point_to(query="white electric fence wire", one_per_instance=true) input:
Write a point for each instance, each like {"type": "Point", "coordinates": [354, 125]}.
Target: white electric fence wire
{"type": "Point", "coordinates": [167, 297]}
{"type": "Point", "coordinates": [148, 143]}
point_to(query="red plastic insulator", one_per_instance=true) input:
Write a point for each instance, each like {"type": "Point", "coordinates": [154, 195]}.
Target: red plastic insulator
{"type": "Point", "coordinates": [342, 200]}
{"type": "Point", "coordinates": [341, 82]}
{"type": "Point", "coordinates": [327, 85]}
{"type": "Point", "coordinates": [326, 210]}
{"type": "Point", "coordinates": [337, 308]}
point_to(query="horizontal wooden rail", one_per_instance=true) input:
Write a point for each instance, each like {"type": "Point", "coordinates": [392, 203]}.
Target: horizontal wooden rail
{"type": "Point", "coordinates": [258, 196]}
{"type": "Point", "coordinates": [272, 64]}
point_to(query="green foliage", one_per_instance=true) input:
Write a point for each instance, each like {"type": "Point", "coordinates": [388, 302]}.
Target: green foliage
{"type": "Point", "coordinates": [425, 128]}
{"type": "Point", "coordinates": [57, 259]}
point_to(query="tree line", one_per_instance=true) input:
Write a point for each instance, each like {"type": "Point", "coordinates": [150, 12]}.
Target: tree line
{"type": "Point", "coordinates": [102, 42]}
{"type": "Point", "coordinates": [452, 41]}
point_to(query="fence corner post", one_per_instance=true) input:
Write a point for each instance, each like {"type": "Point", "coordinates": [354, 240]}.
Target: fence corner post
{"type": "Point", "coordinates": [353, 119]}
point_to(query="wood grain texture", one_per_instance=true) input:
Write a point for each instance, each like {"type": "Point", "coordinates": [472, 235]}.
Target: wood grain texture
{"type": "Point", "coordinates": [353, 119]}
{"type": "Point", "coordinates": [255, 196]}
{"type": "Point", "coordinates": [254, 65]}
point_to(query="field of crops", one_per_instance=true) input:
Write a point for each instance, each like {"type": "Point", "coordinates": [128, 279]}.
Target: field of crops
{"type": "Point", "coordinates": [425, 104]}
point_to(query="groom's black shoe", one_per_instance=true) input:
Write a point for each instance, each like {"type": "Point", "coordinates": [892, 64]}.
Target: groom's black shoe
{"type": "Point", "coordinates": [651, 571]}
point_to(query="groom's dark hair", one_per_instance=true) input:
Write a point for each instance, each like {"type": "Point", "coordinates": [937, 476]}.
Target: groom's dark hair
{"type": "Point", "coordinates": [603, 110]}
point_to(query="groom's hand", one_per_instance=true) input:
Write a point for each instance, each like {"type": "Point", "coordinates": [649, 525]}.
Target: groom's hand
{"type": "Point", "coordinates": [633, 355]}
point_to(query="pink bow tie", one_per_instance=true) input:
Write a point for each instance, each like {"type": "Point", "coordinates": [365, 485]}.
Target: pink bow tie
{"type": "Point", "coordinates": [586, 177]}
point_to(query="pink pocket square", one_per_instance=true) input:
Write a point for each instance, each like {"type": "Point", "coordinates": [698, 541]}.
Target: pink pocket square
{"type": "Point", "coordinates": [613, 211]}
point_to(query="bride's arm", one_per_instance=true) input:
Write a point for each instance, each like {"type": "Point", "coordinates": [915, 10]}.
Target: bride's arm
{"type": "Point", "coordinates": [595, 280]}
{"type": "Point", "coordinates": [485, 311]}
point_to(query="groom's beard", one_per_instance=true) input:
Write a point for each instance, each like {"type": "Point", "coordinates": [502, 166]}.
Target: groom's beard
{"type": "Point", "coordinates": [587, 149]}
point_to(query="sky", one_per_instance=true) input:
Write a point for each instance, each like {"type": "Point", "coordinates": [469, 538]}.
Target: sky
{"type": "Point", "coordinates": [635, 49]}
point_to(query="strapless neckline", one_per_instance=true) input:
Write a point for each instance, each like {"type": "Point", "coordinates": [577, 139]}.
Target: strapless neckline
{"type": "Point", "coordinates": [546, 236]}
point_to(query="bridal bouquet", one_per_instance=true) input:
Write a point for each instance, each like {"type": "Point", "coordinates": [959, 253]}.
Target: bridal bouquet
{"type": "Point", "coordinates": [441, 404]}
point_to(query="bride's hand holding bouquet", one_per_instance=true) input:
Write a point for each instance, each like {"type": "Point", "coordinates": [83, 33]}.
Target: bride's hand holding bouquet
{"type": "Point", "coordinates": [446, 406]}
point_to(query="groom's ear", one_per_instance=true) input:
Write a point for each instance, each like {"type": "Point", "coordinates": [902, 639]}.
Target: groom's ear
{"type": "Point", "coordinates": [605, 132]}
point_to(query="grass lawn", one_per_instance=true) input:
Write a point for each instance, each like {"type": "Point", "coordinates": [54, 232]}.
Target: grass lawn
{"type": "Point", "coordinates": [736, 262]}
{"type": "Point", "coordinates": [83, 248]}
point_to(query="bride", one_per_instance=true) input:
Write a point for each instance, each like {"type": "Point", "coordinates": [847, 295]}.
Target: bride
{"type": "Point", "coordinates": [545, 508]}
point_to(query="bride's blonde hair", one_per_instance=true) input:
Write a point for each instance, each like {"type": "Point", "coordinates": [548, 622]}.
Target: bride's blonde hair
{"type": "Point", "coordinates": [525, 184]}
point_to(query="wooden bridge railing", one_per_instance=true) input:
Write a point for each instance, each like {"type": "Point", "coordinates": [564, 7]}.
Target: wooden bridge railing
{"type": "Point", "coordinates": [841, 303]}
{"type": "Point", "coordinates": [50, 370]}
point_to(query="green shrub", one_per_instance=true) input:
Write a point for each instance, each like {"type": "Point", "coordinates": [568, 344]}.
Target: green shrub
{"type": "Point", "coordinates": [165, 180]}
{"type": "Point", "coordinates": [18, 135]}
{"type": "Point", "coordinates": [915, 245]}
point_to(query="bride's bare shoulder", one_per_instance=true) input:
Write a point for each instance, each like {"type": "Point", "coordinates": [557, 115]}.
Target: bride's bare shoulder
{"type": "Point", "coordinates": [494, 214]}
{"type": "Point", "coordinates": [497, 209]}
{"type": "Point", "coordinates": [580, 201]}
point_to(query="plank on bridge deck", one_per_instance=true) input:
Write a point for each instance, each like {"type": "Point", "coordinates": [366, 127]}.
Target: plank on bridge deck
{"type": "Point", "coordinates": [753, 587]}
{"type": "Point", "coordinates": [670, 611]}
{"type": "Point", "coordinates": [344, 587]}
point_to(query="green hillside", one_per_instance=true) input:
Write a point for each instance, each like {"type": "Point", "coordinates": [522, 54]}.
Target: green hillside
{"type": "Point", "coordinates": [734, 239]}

What is needed
Gather every line of the records above that contains the word "beard". Matching is case-sensitive.

Exercise answer
point_to(query="groom's beard", one_per_instance=true) input:
Target: groom's beard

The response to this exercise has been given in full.